I agree with the right reverend Prelate—I declare an interest as another member of the Christian Aid board—that direct funding of local NGOs can be a problem if it is threatening their independence.

This important process will require workshops, leadership training, civic education and must involve independent media such as Radio Ecclesia to reflect current concerns such as law and order, corruption and human rights abuse, and to bring about a genuine debate in society and parliament.

I know that the noble Baroness has visited development projects, including a de-mining project, but I hope that she will also comment on the role of our Government in their support for civil society in such matters as election monitoring and relevant forms of electoral training. Having seen this at work in Mozambique, I am convinced that this form of targeted capacity building is essential if political parties in both countries are to put aside their many genuine grievances, which persist, and move towards a society which more faithfully reflects people's needs.

8.56 p.m.

Lord Joffe: My Lords, I, too, would like to express my appreciation to my noble friend Lord Listowel for initiating this debate on Angola. It comes at a particularly appropriate time when there is the potential to transform the lives of all Angolans.

**Records**
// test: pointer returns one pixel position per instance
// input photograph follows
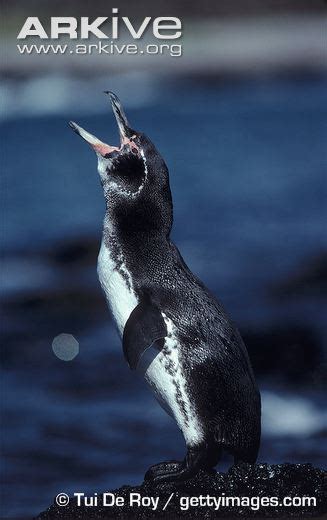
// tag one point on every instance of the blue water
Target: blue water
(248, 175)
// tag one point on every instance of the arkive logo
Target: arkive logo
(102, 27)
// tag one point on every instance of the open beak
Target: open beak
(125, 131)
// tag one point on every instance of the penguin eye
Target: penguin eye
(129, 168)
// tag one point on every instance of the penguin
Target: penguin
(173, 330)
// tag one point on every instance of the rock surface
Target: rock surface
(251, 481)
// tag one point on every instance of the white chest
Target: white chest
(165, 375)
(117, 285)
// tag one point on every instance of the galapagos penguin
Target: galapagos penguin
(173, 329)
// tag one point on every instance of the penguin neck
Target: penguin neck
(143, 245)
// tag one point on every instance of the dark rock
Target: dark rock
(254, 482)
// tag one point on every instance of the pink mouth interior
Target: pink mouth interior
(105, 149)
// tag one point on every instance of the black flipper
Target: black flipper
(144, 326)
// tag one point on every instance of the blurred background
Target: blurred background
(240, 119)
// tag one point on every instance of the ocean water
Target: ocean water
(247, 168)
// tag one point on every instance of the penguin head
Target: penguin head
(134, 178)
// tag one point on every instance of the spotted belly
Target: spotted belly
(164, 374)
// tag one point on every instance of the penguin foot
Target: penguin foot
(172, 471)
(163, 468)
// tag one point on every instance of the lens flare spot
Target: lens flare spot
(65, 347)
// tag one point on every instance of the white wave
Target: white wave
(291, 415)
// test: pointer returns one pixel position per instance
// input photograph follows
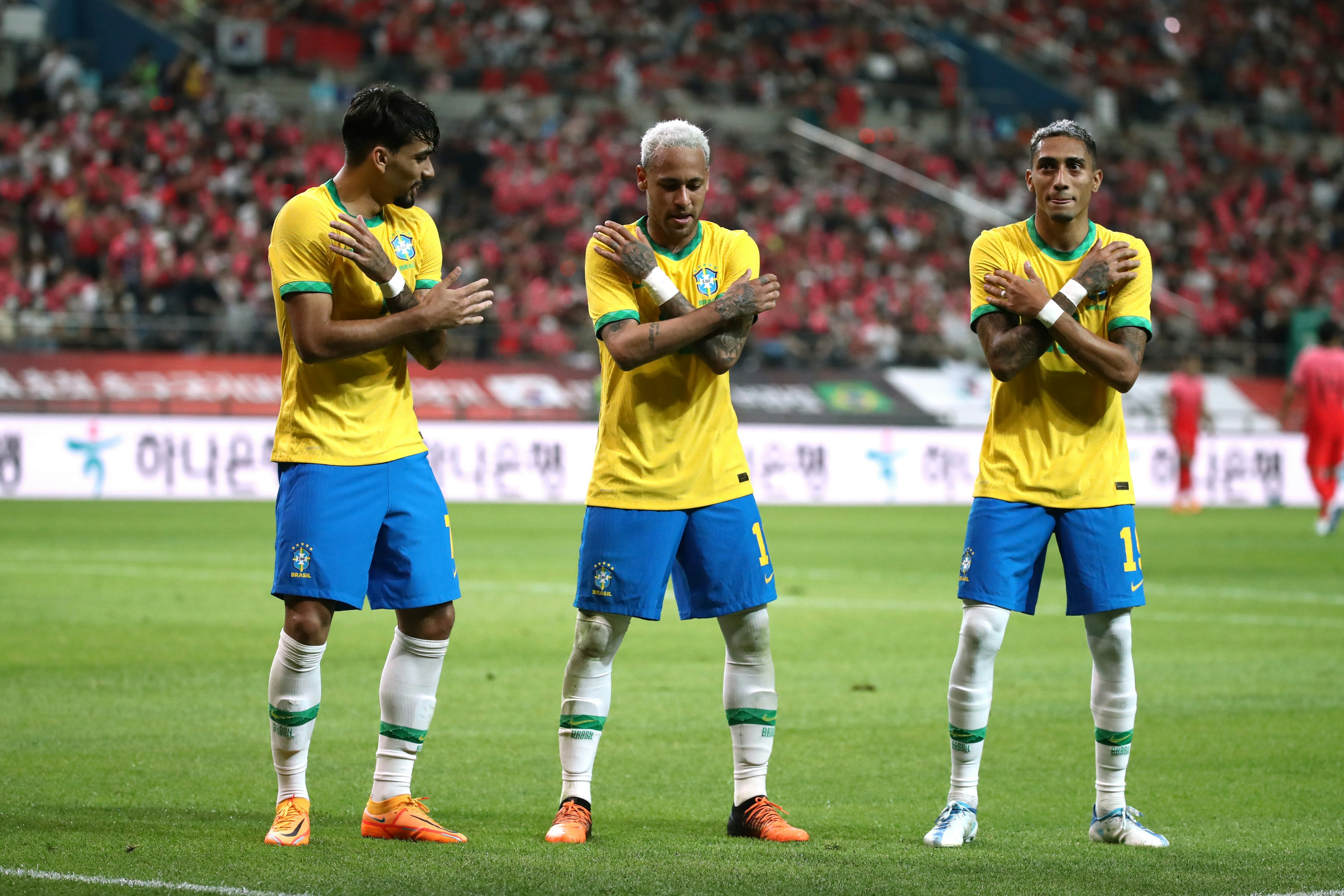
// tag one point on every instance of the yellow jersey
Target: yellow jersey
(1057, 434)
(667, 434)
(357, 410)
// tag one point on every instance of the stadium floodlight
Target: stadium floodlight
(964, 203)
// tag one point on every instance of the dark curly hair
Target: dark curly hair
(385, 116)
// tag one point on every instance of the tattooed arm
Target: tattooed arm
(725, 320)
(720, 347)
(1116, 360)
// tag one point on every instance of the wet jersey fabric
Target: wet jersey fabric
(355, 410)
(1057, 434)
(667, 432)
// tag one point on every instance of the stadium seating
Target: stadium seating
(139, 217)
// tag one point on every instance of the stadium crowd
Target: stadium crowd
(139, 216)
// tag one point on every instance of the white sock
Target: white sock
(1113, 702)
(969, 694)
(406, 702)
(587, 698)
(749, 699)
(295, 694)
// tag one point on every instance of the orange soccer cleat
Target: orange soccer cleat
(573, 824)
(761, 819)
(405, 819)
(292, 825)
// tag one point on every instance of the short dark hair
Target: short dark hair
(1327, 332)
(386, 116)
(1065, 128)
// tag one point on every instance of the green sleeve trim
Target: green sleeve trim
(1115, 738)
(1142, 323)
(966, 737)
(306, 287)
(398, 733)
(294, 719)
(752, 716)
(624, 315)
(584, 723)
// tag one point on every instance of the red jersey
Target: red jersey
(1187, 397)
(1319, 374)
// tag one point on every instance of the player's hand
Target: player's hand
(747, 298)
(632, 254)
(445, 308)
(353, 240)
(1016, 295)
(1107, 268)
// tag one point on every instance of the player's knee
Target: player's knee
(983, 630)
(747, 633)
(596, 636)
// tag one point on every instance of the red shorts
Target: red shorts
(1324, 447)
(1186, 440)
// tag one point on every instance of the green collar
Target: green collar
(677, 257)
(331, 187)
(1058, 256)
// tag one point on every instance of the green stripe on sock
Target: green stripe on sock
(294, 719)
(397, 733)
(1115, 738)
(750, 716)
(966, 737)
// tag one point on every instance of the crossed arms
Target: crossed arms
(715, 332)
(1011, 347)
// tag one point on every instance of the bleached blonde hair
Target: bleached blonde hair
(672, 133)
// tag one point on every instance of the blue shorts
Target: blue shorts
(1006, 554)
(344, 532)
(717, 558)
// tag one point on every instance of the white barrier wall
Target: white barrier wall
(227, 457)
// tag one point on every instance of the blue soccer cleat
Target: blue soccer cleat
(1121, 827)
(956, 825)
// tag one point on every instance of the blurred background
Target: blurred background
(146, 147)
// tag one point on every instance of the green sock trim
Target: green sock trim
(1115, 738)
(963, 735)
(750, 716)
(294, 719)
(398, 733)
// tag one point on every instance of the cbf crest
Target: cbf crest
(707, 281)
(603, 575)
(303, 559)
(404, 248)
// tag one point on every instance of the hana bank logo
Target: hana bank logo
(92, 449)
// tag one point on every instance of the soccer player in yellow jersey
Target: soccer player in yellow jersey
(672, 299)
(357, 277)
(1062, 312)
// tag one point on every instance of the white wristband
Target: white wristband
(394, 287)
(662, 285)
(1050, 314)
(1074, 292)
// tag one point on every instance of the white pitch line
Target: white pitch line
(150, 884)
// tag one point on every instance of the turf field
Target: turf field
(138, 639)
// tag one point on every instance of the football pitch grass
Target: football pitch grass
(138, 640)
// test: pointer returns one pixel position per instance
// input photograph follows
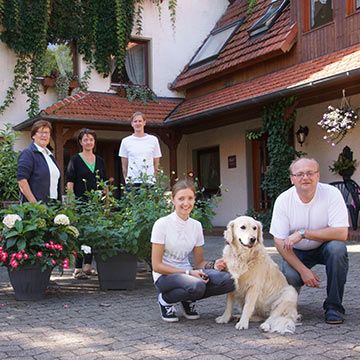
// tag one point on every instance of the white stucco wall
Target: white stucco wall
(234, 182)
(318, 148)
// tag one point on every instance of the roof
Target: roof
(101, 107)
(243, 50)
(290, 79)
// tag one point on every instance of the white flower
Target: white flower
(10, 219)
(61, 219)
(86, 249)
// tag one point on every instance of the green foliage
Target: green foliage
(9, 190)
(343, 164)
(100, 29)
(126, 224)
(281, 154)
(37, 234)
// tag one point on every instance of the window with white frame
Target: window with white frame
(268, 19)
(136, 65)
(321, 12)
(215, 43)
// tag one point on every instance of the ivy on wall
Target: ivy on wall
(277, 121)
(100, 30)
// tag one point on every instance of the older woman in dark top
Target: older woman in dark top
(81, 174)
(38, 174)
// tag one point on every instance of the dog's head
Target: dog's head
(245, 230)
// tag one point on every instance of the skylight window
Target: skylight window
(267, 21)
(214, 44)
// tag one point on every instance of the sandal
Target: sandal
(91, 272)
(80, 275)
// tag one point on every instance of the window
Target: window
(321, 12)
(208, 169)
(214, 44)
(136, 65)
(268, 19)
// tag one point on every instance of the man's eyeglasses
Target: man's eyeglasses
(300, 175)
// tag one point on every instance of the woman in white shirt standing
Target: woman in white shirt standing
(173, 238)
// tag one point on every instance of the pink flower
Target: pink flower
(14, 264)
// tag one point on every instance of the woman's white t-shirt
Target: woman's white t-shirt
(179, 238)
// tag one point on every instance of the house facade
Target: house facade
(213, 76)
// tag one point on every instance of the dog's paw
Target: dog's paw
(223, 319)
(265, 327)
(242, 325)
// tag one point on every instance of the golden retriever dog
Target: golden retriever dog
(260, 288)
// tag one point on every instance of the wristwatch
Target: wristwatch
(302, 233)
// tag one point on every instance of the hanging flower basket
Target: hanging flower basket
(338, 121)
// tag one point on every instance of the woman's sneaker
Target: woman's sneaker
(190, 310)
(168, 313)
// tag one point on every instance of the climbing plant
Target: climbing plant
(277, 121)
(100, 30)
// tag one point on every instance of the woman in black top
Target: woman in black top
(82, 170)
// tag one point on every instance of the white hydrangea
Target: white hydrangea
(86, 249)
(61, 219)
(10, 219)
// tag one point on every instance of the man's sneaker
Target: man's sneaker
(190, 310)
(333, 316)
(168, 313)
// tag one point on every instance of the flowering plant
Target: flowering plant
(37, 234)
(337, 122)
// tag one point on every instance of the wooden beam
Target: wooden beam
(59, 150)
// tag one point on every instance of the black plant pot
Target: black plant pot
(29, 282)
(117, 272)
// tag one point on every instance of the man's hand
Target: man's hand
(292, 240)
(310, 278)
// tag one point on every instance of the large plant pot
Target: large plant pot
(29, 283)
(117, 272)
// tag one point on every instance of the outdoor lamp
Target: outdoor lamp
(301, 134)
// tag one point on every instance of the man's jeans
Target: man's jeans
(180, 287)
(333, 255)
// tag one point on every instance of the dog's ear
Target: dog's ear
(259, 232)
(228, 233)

--

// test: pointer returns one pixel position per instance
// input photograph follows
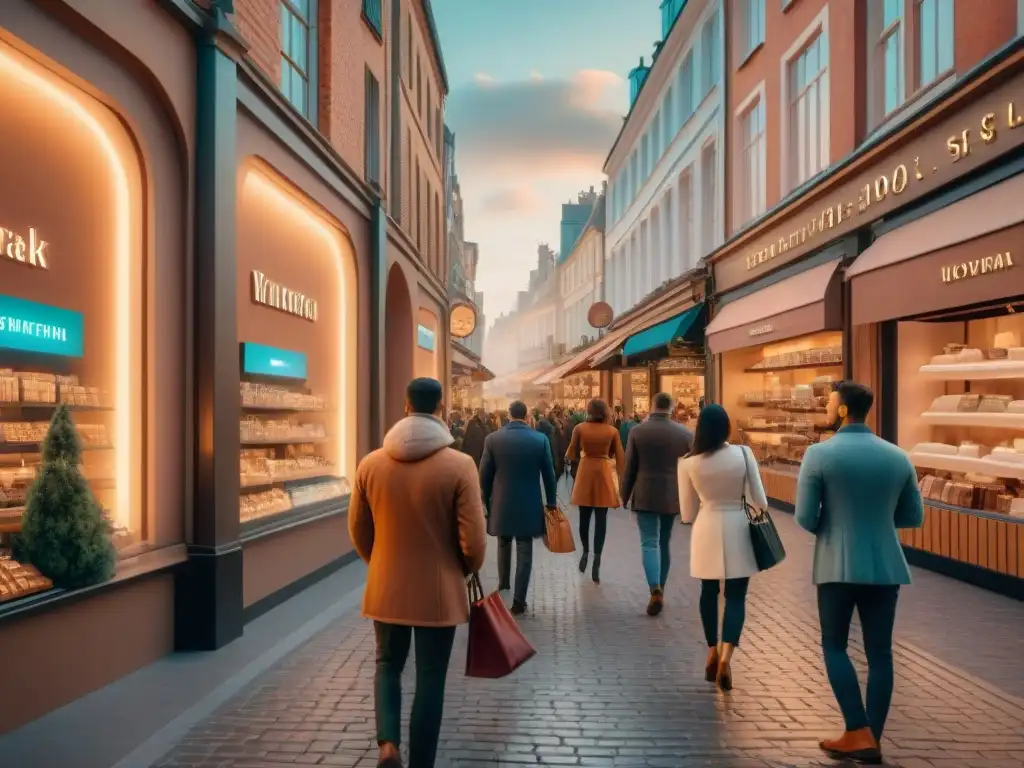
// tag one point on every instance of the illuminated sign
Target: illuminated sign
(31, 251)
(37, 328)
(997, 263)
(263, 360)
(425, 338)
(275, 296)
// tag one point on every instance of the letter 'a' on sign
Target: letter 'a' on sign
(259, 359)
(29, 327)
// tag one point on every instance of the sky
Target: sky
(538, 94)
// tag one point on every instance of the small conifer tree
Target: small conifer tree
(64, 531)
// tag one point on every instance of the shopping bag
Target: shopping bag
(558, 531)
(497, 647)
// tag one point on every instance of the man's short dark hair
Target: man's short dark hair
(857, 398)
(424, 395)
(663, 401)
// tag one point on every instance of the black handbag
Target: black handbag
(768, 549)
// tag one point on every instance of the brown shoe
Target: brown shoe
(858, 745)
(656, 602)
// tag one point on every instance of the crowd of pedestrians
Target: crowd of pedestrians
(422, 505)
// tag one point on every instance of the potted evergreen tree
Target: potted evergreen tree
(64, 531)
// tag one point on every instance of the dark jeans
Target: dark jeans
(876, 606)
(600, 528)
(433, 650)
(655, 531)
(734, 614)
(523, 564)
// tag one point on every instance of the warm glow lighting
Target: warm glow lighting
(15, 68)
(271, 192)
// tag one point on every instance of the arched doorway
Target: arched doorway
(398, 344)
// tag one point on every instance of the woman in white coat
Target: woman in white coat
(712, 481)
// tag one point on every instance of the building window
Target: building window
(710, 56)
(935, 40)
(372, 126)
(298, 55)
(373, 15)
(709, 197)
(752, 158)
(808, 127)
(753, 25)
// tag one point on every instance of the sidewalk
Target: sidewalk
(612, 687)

**The tasks**
A - Copy the Angola debate extract starting with "I know that" and going on through "reflects people's needs.", but swap "Mozambique" for "Angola".
B - Condense the paragraph of the Angola debate extract that begins "This important process will require" and keep its main facts.
The material comes from a separate source.

**The replies**
A -
I know that the noble Baroness has visited development projects, including a de-mining project, but I hope that she will also comment on the role of our Government in their support for civil society in such matters as election monitoring and relevant forms of electoral training. Having seen this at work in Angola, I am convinced that this form of targeted capacity building is essential if political parties in both countries are to put aside their many genuine grievances, which persist, and move towards a society which more faithfully reflects people's needs.

B - The process needs workshops, leadership training and civic education. It must also involve independent media such as Radio Ecclesia to reflect concerns like law and order, corruption and human rights abuse, and to bring about real debate in society and parliament.